Text shown:
* BEGIN *

Villars Institute
- Founders: Julia Marton-Lefèvre; David Gann;
- Type: NGO, NPO
- Headquarters: Swiss Alps
- Origins: Villars-Sur-Ollon
- Method: Community Development, Research, Data Analysis
- Board Chair: Julia Marton-Lefèvre
- Key people: David Gann, Lee Howell, Keith Tuffley, Suzan Craig, Richard McDonald, Robert Swan, Jade Hameister
- Website: https://villarsinstitute.org/

= Villars Institute =

International charitable organization located in the Swiss Alps

Villars Institute is an international non-profit foundation and non-governmental organization (NGO) located in the Swiss Alps in Villars-sur-Ollon, Switzerland.

The nonprofit acts primarily as a community development organization with a focus on sustainability, systemic change, and the prevention of biodiversity loss. It actively promotes systems thinking as a key approach in achieving its goals. The foundation organizes events and sponsors experts, scientists and young adults globally to attend its conferences in Villars-sur-Ollon.

The organization also sponsors musicians and filmmakers and collaborates with other nonprofits and universities. They state that interdisciplinary problems require inter-generational solutions.

==History==

===Founding===
The NGO is an independent charitable foundation supervised by the Swiss Federal Supervisory Authority for Foundations (ESA). Villars Institute was founded by all of the board members and the executive director, Lee Howell, on January 15, 2022. Julia Marton Lefevre and David Gann were elected as the chair and vice-chair at that installation meeting.

In June 2022, they held the first Villars Symposium. In March, 2022, the group held the first Villars Institute Summit in conjunction with the World Economic Forum.

====Board members====

- Julia Marton-Lefèvre Co-founder and Chair of Villars Institute. She is the former Director General of the International Union for the Conservation of Nature in Switzerland and former Rector of the United Nations affiliated University for Peace in Costa Rica. Julia Marton-Lefevre is an active participant in the climatology and ecology communities, and worked with young adults at the symposium in 2022 and 2023.

* END *

Required task 1:
Decide whether each statement agrees with the text on the Villars Institute. For each, answer yes or no and quote the words from the text that decide it.
(a) The Villars Institute was founded on January 15, 2022.
(b) The first Villars Institute Summit took place in June 2022.
(c) Lee Howell serves as the executive director.
Required task 2:
Answer these questions from the text on the Villars Institute, one answer per line, marked as the questions are.
(a) In which town in Switzerland is the institute located?
(b) Which authority supervises the foundation?
(c) In which country is the University for Peace, where Julia Marton-Lefèvre was once Rector?
Required task 3:
Carry on writing the text on the Villars Institute, starting after its final sentence.
The records that come next have no connection to the Villars Institute text.

Supplied records:
* BEGIN *

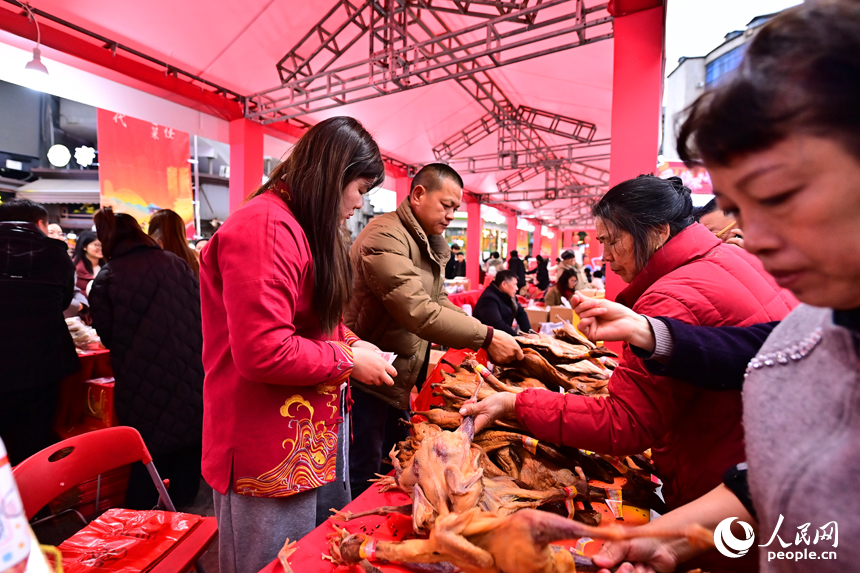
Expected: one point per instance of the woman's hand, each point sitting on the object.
(601, 319)
(370, 368)
(365, 344)
(650, 555)
(490, 409)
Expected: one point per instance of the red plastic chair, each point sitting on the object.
(59, 468)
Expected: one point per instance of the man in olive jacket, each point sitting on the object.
(399, 304)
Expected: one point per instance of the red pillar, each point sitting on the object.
(537, 238)
(474, 229)
(246, 160)
(567, 239)
(401, 188)
(637, 89)
(512, 232)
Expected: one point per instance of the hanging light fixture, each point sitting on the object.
(35, 65)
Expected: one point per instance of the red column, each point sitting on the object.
(567, 239)
(637, 89)
(474, 228)
(246, 160)
(401, 188)
(537, 238)
(512, 232)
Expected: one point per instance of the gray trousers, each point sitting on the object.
(253, 529)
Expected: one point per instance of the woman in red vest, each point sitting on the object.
(676, 268)
(274, 280)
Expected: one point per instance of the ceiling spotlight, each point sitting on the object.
(35, 65)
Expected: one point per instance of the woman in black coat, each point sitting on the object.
(515, 264)
(145, 305)
(498, 306)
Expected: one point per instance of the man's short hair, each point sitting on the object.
(504, 275)
(23, 210)
(433, 175)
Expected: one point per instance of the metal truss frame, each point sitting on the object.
(411, 54)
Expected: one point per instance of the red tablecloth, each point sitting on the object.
(308, 556)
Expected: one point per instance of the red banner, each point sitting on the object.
(143, 167)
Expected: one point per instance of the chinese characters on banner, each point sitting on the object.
(697, 179)
(143, 167)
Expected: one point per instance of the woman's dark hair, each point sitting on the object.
(642, 205)
(329, 156)
(168, 228)
(561, 284)
(800, 74)
(504, 275)
(83, 241)
(116, 229)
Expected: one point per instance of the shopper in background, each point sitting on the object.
(498, 305)
(145, 306)
(676, 268)
(88, 259)
(515, 264)
(168, 230)
(452, 265)
(563, 288)
(37, 281)
(720, 223)
(494, 264)
(461, 265)
(781, 140)
(541, 273)
(400, 304)
(275, 279)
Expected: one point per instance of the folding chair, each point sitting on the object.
(59, 468)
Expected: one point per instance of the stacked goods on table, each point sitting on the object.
(474, 496)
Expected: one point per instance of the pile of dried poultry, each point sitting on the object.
(474, 496)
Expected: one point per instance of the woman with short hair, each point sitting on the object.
(677, 268)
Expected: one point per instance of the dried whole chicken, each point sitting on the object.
(476, 541)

* END *

Expected output 1:
(a) Yes: "on January 15, 2022."
(b) No: "In March, 2022, the group held the first Villars Institute Summit"
(c) Yes: "the executive director, Lee Howell"

Expected output 2:
(a) Villars-sur-Ollon
(b) The Swiss Federal Supervisory Authority for Foundations (ESA)
(c) Costa Rica

Expected output 3:
- David Gann, co-founder and Trustee - Chairman of the UK Atomic Energy Authority, Pro-Vice-Chancellor for Development and External Affairs at Oxford University, Professor of Innovation and Entrepreneurship at Saïd Business School, and a Fellow of Magdalen College.
- Keith Tuffley, Director - Global Co-Head of the Sustainability & Corporate Transition Group at Citi, founder of the Climate Leaders Coalition.
- Suzan Craig, Board Member - Founder and CEO of Tahi Ecological Reserve in New Zealand, winner of New Zealand's Restoring Nature Award in 2020 and 2021.
- Subra Suresh, Board Member - Chairman of the Scientific Advisory Council of Société Générale, Professor at Large at Brown University, member of the Board of Trustees of California Institute of Technology, and Vannevar Bush Professor Emeritus at Massachusetts Institute of Technology. He was previously President of Carnegie Mellon University, President of Nanyang Technological University Singapore, Dean of Engineering at MIT, and Director of US National Science Foundation (NSF).
- Lee Howell, Executive Director - He is the former managing director of the World Economic Forum, and a member of the board of trustees at EAT.

==Purpose==
Villars Institute states that its intent is “to accelerate the transition to a net zero economy and restore the health of the planet for all of its inhabitants.” They primarily do community development and sponsor relevant organizations, events, and research for sustainable systems and climate change.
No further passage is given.